The internet is getting worse, or enshittified, and it’s all AI’s fault. That’s a story you will read more and more over the coming years. It’s, at most, half true. The evidence for the prosecution is stacking up though.
Sports Illustrated put out a statement yesterday denying it published out AI-generated content, though it doesn’t seem able to entirely refute the Futurism article alleging the use of AI.
Over on Google if you search for Hawaiiin singer Israel Kamakawiwoʻole (of Somewhere Over the Rainbow fame) the top image is a bad Midjourney creation where the singer is holding a guitar, not his trademark ukulele. This sounds like just a small quirk of the system except that image is not recognized as AI-generated by ChatGPT and this kind of loop could lead to a phenomenon termed Hapsburg AI, in short, ‘a system that is so heavily trained on the outputs of other generative AI's that it becomes an inbred mutant, likely with exaggerated, grotesque features. Axios recently put it succinctly, ‘AI could choke on its own exhaust as it fills the web”.
But there’s more. The main character on Twitter/X yesterday was the blue tick happily boasting of how he ‘pulled off an SEO heist using AI’. He detailed how he exported a competitor's sitemap, turned all the URLs into article titles, and created 1,800 articles using AI. So technically a heist, in that something was stolen. But running against everything that Hollywood has taught me about heists in that this was orchestrated by actual bad guys. Some people make a little money and the public gets tricked into reading a far worse version of an existing product.
The kicker of that story is that people are now talking about stealing his web traffic which is both funny and yet another potential lessening of quality content on the web.

++++++++++++++++++++

Exercise requirements = Could you reproduce, word for word, the part of the piece on AI and the web that runs from "The internet is" up to and including "the use of AI."?

++++++++++++++++++++

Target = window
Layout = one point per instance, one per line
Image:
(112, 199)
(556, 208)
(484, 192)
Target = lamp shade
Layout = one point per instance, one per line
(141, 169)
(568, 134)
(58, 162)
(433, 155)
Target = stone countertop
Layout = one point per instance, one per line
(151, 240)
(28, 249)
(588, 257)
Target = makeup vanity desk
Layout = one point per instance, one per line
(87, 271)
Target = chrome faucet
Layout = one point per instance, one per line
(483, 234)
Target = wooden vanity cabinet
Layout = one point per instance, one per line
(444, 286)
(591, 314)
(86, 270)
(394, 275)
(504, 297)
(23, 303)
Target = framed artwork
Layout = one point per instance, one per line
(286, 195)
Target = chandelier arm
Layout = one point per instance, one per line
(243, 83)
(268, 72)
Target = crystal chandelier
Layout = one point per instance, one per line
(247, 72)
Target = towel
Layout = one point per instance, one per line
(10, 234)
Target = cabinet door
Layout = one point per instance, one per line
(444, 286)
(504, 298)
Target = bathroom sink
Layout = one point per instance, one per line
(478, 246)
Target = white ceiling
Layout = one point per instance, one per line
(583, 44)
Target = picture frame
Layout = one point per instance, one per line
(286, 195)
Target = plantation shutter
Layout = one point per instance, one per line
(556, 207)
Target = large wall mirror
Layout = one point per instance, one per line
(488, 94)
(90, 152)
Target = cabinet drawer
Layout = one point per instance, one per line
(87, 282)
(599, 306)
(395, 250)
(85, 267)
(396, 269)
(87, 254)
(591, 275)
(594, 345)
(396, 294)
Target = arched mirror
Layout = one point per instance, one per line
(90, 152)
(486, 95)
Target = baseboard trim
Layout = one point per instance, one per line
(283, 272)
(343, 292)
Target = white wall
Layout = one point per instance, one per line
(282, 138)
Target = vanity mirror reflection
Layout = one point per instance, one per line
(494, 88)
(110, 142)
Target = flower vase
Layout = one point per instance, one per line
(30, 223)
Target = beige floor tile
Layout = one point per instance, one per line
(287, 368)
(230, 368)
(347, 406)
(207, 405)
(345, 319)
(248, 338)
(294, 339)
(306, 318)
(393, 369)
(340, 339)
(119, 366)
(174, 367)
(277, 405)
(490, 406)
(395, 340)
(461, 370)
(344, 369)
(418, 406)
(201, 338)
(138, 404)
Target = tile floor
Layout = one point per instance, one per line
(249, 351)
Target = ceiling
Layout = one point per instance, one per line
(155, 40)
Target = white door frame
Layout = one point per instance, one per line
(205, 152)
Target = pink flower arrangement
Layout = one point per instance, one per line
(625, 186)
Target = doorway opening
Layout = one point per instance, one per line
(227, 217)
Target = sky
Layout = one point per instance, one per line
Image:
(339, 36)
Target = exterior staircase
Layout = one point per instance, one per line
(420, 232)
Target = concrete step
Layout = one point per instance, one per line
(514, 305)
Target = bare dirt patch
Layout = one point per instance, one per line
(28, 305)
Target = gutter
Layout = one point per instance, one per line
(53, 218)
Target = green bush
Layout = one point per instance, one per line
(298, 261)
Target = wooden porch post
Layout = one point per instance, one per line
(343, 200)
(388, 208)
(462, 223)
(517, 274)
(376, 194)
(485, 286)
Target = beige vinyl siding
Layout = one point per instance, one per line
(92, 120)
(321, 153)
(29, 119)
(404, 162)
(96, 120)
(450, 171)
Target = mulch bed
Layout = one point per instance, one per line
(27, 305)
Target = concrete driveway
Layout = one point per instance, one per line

++++++++++++++++++++

Written answer =
The internet is getting worse, or enshittified, and it’s all AI’s fault. That’s a story you will read more and more over the coming years. It’s, at most, half true. The evidence for the prosecution is stacking up though.
Sports Illustrated put out a statement yesterday denying it published out AI-generated content, though it doesn’t seem able to entirely refute the Futurism article alleging the use of AI.